*Work instructions*: Reproduce the line that contains "In this exercise you will find the white apron" and every line after it through the end of the records, exactly, with nothing added.

(Part of a data file)
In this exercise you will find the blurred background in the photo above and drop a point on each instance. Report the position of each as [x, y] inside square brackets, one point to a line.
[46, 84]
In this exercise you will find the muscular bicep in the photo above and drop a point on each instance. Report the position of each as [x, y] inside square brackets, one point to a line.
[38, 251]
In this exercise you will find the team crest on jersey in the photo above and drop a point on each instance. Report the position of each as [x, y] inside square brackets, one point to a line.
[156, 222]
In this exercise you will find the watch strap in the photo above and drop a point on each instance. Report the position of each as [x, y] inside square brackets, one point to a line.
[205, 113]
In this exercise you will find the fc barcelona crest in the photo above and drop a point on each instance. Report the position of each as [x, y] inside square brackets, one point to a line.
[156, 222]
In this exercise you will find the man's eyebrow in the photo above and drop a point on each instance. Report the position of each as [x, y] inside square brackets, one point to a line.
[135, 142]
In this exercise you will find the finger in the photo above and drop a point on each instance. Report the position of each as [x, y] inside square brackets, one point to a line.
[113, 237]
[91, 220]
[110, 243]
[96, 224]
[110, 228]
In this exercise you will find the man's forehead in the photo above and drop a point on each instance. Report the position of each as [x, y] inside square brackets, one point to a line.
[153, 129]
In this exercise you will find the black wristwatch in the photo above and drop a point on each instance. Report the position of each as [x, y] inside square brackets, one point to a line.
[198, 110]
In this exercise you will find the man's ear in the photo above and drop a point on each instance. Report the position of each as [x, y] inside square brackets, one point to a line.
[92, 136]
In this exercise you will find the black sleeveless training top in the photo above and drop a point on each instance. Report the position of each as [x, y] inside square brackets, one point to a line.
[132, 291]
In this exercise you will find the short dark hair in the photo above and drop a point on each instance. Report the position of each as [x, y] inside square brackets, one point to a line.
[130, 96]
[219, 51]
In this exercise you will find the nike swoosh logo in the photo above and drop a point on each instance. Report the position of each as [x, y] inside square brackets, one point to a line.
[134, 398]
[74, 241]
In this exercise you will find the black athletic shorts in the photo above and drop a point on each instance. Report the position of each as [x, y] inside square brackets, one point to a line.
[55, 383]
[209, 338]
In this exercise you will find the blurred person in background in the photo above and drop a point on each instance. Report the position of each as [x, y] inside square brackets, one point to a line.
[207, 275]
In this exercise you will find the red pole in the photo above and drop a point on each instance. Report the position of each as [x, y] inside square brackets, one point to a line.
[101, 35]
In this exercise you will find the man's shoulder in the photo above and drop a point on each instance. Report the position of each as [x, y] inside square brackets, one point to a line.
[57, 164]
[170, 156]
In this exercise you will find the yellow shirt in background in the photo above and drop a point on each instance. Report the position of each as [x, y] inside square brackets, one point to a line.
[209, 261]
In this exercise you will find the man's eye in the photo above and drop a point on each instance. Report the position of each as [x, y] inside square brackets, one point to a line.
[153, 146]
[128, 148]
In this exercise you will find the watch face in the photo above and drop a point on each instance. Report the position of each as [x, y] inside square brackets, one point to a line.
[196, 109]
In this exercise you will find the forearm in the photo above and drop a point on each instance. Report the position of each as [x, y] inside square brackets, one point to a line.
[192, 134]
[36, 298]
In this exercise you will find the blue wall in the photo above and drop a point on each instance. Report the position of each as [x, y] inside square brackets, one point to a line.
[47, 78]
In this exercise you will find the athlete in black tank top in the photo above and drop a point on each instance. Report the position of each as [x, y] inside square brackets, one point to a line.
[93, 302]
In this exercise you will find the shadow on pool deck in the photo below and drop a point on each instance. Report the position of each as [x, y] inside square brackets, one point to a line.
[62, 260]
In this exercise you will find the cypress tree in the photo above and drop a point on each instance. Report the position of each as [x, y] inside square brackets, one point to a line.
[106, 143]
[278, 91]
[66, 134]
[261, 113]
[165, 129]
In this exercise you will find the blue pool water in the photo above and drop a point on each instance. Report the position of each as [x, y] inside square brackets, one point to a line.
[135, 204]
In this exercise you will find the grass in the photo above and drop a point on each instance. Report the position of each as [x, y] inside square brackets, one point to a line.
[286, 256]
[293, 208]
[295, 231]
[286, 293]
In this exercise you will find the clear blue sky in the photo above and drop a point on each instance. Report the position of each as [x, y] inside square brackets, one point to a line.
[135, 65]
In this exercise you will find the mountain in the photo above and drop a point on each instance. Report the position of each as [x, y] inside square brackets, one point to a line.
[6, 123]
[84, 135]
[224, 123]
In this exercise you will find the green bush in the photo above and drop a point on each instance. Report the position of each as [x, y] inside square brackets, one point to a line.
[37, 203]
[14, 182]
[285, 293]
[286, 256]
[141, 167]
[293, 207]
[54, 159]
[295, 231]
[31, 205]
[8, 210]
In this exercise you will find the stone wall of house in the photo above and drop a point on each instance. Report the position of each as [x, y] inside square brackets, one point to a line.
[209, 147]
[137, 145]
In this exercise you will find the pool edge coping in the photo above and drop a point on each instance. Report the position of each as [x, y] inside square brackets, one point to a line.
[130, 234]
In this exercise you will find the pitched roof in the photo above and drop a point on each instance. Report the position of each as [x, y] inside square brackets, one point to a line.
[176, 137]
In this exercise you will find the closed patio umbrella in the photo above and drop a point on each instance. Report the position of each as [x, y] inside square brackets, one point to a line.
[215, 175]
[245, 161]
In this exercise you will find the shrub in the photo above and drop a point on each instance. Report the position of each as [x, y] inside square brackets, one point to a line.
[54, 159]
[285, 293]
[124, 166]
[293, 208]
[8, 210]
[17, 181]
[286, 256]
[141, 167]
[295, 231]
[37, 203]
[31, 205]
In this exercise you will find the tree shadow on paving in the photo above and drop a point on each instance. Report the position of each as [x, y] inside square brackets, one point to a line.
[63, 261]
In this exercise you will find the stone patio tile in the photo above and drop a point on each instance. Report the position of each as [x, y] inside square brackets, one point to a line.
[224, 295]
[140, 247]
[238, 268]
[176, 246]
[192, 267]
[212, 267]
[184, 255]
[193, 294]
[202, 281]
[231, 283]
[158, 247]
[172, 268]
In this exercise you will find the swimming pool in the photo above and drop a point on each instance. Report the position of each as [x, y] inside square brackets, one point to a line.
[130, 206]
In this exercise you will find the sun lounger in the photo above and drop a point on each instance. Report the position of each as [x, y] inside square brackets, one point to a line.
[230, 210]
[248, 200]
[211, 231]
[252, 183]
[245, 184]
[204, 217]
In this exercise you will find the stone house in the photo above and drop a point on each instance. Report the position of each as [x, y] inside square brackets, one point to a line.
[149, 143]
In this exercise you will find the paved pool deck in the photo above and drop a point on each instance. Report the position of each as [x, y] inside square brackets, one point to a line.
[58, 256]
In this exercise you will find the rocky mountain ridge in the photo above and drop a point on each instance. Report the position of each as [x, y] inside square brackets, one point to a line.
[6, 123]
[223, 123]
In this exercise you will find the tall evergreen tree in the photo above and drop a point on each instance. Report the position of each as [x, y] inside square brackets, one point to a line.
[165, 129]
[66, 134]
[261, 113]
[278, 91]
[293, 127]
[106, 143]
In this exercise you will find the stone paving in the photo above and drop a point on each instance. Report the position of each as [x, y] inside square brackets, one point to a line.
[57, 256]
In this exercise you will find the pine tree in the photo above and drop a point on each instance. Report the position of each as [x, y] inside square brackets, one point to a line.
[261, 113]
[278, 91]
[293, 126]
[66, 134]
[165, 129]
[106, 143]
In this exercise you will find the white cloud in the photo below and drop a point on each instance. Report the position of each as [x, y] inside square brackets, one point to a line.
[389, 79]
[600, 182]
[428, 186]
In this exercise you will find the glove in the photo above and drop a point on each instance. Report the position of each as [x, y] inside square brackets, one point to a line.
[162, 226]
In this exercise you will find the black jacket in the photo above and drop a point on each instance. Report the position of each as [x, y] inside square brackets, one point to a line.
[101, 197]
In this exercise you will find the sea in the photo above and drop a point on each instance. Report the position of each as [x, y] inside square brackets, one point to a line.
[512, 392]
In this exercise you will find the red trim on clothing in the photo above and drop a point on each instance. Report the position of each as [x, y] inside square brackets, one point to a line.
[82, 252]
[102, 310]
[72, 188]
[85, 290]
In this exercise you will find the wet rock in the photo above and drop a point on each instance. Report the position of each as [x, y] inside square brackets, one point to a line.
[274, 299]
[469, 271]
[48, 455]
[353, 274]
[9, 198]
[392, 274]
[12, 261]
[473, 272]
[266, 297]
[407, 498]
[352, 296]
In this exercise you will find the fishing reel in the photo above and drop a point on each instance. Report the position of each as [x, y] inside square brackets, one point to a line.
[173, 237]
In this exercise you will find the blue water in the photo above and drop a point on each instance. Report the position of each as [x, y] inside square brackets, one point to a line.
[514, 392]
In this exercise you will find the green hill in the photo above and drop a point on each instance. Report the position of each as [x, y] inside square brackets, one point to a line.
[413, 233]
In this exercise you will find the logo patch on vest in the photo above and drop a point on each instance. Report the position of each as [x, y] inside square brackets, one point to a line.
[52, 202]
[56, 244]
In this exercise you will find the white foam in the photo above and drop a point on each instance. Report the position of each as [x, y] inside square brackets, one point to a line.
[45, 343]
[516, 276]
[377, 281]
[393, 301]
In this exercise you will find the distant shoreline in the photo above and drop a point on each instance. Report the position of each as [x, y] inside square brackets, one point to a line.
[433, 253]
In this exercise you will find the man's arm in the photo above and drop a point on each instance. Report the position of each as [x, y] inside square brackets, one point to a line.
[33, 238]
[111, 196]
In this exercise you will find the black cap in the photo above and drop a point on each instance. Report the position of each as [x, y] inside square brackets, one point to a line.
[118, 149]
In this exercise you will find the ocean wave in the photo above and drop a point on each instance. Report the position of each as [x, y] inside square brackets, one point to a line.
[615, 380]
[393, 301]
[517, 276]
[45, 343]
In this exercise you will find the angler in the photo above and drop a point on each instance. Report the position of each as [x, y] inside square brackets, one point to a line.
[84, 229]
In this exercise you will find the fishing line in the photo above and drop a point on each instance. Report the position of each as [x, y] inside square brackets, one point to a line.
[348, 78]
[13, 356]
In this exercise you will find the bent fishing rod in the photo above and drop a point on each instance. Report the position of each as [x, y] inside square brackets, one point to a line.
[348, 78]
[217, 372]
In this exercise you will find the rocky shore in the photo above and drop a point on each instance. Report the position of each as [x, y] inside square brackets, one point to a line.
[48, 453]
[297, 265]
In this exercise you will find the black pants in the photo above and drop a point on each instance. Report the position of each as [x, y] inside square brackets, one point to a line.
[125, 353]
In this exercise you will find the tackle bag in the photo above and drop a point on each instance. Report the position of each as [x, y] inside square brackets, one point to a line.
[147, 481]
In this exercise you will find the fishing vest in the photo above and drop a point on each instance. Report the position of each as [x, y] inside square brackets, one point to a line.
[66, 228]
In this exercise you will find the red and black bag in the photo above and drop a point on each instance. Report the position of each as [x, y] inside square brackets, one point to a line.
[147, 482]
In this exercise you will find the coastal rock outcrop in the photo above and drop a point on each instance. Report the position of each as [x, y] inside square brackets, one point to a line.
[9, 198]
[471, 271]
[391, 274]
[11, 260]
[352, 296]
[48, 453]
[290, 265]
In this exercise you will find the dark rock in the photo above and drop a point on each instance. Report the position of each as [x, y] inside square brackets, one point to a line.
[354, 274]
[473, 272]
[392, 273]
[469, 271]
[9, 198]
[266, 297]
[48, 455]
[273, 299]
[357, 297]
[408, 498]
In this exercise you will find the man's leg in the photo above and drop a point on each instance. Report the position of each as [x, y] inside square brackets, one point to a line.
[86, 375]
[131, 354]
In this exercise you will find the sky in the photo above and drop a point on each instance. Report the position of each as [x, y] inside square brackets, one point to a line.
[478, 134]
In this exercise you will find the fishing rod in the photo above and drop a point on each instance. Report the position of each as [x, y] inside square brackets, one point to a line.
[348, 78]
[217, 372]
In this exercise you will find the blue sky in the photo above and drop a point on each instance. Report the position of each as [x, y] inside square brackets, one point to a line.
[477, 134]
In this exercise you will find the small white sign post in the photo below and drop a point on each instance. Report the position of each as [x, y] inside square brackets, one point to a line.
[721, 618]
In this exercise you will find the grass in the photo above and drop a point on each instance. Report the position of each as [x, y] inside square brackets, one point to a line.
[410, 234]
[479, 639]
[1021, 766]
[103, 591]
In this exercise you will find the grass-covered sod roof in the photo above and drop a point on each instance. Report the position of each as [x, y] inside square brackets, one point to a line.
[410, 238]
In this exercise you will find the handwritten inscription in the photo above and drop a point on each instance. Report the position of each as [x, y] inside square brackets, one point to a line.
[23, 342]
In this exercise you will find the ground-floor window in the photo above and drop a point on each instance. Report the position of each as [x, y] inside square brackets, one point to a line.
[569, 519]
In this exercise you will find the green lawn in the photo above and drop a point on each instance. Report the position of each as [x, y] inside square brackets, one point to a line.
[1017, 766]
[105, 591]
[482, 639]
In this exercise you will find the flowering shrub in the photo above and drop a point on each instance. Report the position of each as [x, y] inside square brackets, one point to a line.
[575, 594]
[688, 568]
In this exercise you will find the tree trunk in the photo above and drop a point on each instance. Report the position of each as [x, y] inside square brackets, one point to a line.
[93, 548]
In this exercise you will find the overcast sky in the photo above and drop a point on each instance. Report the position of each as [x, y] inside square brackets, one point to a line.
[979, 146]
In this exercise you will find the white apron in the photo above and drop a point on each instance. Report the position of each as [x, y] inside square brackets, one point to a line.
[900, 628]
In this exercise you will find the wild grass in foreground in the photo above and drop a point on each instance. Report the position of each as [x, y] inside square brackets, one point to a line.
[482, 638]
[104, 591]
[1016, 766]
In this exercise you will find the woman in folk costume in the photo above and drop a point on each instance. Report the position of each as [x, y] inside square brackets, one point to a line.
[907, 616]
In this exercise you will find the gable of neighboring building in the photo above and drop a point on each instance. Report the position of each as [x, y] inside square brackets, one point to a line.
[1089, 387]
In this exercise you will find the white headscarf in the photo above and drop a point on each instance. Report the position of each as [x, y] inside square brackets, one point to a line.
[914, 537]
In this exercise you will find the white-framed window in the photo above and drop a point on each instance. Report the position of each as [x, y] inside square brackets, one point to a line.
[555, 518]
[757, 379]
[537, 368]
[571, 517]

*Response to the task*:
In this exercise you will find the white apron in the photo above and drop a point on each instance. Report the position of each as [x, y] inside square brackets, one point to a line.
[900, 628]
In this exercise you will find the wild grass in foreground in the photo above and drop a point on each instance. Report the position of each as [x, y] inside square brackets, one point to a line.
[482, 638]
[104, 591]
[1016, 766]
In this exercise you will find the woman in folk costume in the photo above and drop a point on each instance. Report the position of each as [x, y] inside square brackets, one point to a line.
[907, 616]
In this exercise you will find the gable of neighboring building in the photo above and drop a point on each instance. Report the position of each as [x, y] inside square brackets, one point to a line.
[1089, 387]
In this exercise you will find the white headscarf in the photo above and drop a point on each instance. Report the position of each as [x, y] inside square brackets, one point to a line.
[914, 537]
In this exercise you will find the white-framed window in the photo above and drop a point on each instance. Report the position of each as [x, y] inside square brackets, one point to a line.
[555, 518]
[757, 379]
[537, 368]
[571, 517]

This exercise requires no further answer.